* [Problem set]:
**1.** In the letters, what is the new bridge over the river Otter now called?
**2.** Copy the letters text between "We in Cornwall" and "could afford it.", inclusive.
*** Document section ***
Howard Jacobson (17 September) observes that there is "no Coleridge tram stop in Ottery St Mary". He is quite correct, but this is most likely because we have no trams. However I am pleased to be able to tell him that we recently opened a new bridge over the river Otter, as part of a new footpath and cycleway. After a vote seeking the most popular name, it is now known as the Coleridge Bridge. The townsfolk of Ottery St Mary are very proud of their poet.

Keith Tizzard

Ottery St Mary, Devon

Easy money for Royal Mail

Most of us get paid for doing a job. But our Royal Mail is now demanding almost £100 to not do their job. It now costs this for a PO box, which involves them not delivering our post. I am running a small business so need a secure mail address, as do people in shared accommodation or who move addresses. This is not a luxury and represents almost a doubling of the charge from previous years. Can I get paid for not doing my job too?

Barb Drummond


An insult to Cornwall

We in Cornwall have until 5 December to register our heartfelt anger and opposition of the Boundary Commission's desire to breach the Tamar and impose an Anglo-Cornish constituency. However we note that none of the forms is available in Cornish, and so the process must be illegal under European law. If the Coalition, and especially the Lib Dems, think the Cornish will accept this without one hell of a backlash, they are wrong.

Tim James

Penzance, Cornwall

Too poor to be green

I have to agree with the principle of recycling, as recommended in Patrick Cosgrove's letter (19 September). But I think we now all know that you have to be rich to be green. In these days of austerity can you blame a company for dumping its old computers when it is dearer to recycle them? The same applies to "alternative" energy projects. I am very keen on green energy: I just wish I could afford it.
*** Data supplied ***
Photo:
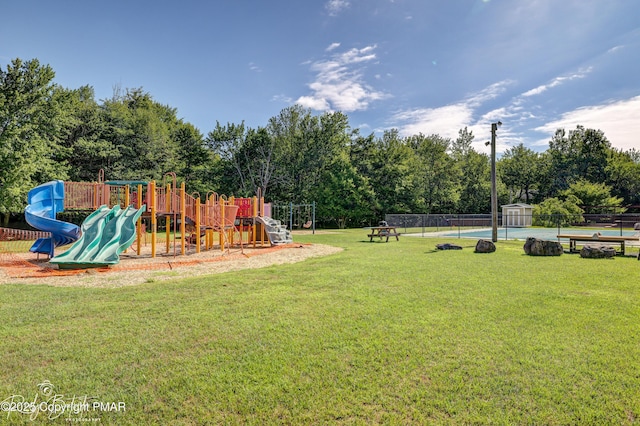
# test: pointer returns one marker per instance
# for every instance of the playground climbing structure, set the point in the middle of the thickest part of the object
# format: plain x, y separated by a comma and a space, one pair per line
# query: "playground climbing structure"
125, 212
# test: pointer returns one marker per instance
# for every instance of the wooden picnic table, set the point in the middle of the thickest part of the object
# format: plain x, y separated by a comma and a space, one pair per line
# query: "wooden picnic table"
382, 232
618, 239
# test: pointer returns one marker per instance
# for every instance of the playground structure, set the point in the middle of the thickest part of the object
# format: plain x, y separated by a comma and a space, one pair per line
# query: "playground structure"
124, 210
***
* [Response list]:
**1.** The Coleridge Bridge.

**2.**
We in Cornwall have until 5 December to register our heartfelt anger and opposition of the Boundary Commission's desire to breach the Tamar and impose an Anglo-Cornish constituency. However we note that none of the forms is available in Cornish, and so the process must be illegal under European law. If the Coalition, and especially the Lib Dems, think the Cornish will accept this without one hell of a backlash, they are wrong.

Tim James

Penzance, Cornwall

Too poor to be green

I have to agree with the principle of recycling, as recommended in Patrick Cosgrove's letter (19 September). But I think we now all know that you have to be rich to be green. In these days of austerity can you blame a company for dumping its old computers when it is dearer to recycle them? The same applies to "alternative" energy projects. I am very keen on green energy: I just wish I could afford it.